** Data for review follows **

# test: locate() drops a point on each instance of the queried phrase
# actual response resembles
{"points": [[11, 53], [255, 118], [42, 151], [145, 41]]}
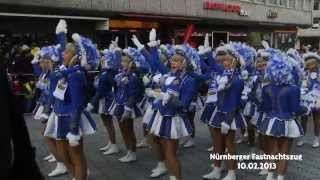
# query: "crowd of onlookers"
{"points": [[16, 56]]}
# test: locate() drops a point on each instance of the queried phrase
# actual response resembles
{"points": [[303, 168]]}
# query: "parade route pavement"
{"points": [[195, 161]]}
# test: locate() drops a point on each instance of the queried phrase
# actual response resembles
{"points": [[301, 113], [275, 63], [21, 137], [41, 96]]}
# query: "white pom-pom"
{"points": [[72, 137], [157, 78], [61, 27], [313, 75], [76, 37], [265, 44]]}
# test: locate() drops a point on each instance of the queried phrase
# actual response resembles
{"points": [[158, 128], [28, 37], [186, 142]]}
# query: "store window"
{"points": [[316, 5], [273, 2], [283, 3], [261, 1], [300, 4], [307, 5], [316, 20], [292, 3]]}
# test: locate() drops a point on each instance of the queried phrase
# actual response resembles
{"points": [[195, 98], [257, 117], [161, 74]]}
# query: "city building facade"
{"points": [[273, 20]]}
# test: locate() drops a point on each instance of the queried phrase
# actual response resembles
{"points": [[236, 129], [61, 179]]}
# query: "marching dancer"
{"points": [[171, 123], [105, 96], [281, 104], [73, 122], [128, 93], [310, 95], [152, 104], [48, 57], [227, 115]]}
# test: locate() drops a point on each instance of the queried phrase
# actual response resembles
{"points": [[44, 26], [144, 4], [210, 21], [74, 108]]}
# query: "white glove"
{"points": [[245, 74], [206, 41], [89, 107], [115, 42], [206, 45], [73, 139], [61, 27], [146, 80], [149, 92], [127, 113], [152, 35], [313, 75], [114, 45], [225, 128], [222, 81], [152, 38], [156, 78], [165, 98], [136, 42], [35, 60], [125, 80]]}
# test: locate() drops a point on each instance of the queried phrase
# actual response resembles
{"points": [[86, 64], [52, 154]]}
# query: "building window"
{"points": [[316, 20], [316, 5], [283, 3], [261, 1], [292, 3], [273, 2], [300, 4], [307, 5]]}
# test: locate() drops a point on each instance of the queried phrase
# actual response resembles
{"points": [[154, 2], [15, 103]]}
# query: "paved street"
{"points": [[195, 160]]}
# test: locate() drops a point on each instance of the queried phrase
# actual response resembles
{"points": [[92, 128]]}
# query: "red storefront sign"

** End of Data for review **

▶ Exercise prompt
No picture belongs in the copy; return the rest of the listing exactly.

▶ Completed task
# test: locate() drops a point on each instance of the queried phrase
# actual response resembles
{"points": [[11, 53], [255, 118], [42, 151], [145, 41]]}
# query: "crowd of onlookers"
{"points": [[16, 56]]}
# test: locate() drops a point on each instance of the queried phrase
# actual response resembles
{"points": [[303, 168]]}
# query: "parade route pavement"
{"points": [[195, 161]]}
# test: locate() drops a point on each instance of the queried phrase
# actual response resembles
{"points": [[301, 113], [275, 63], [21, 137], [41, 96]]}
# query: "white pom-pom"
{"points": [[72, 137], [157, 78], [61, 27], [313, 75], [76, 37], [265, 44]]}
# test: locate() drops a point on each instance of the queried phrase
# actual response resembles
{"points": [[158, 128], [28, 37], [186, 142]]}
# query: "store window"
{"points": [[316, 5], [273, 2], [283, 3], [261, 1], [300, 4], [307, 5], [316, 20], [292, 3]]}
# test: locate() drops a point on each instance of the queried phrase
# actual response resembles
{"points": [[195, 98], [257, 117], [161, 74]]}
# query: "city building facade"
{"points": [[273, 20]]}
# test: locate() drops a point on each instance of the queried phrase
# actual response resembles
{"points": [[236, 129], [61, 179]]}
# query: "marching dancer"
{"points": [[171, 123], [105, 96], [281, 104], [73, 122], [128, 93], [310, 95], [152, 104], [48, 57], [227, 115]]}
# test: locate() drops a point on each instance of the queried phrase
# actual response resembles
{"points": [[44, 26], [144, 4], [210, 21], [74, 108]]}
# query: "white glove"
{"points": [[245, 74], [206, 41], [89, 107], [115, 42], [206, 45], [73, 139], [61, 27], [146, 80], [149, 92], [127, 113], [152, 35], [313, 75], [114, 45], [225, 128], [222, 81], [152, 38], [156, 78], [165, 98], [136, 42], [35, 60], [125, 80]]}
# test: locate() drops a point on each instance of the queried phrase
# actual response resembles
{"points": [[86, 64], [52, 154]]}
# query: "building window"
{"points": [[316, 20], [316, 5], [283, 3], [261, 1], [292, 3], [273, 2], [300, 4], [307, 5]]}
# test: locate() drops a point on each instance of the queried phrase
# actual response resembles
{"points": [[154, 2], [15, 103]]}
# query: "paved street"
{"points": [[195, 160]]}
# test: locate() drops a point on each instance of the queried phrase
# actual response resembles
{"points": [[92, 128]]}
# query: "red storefront sign"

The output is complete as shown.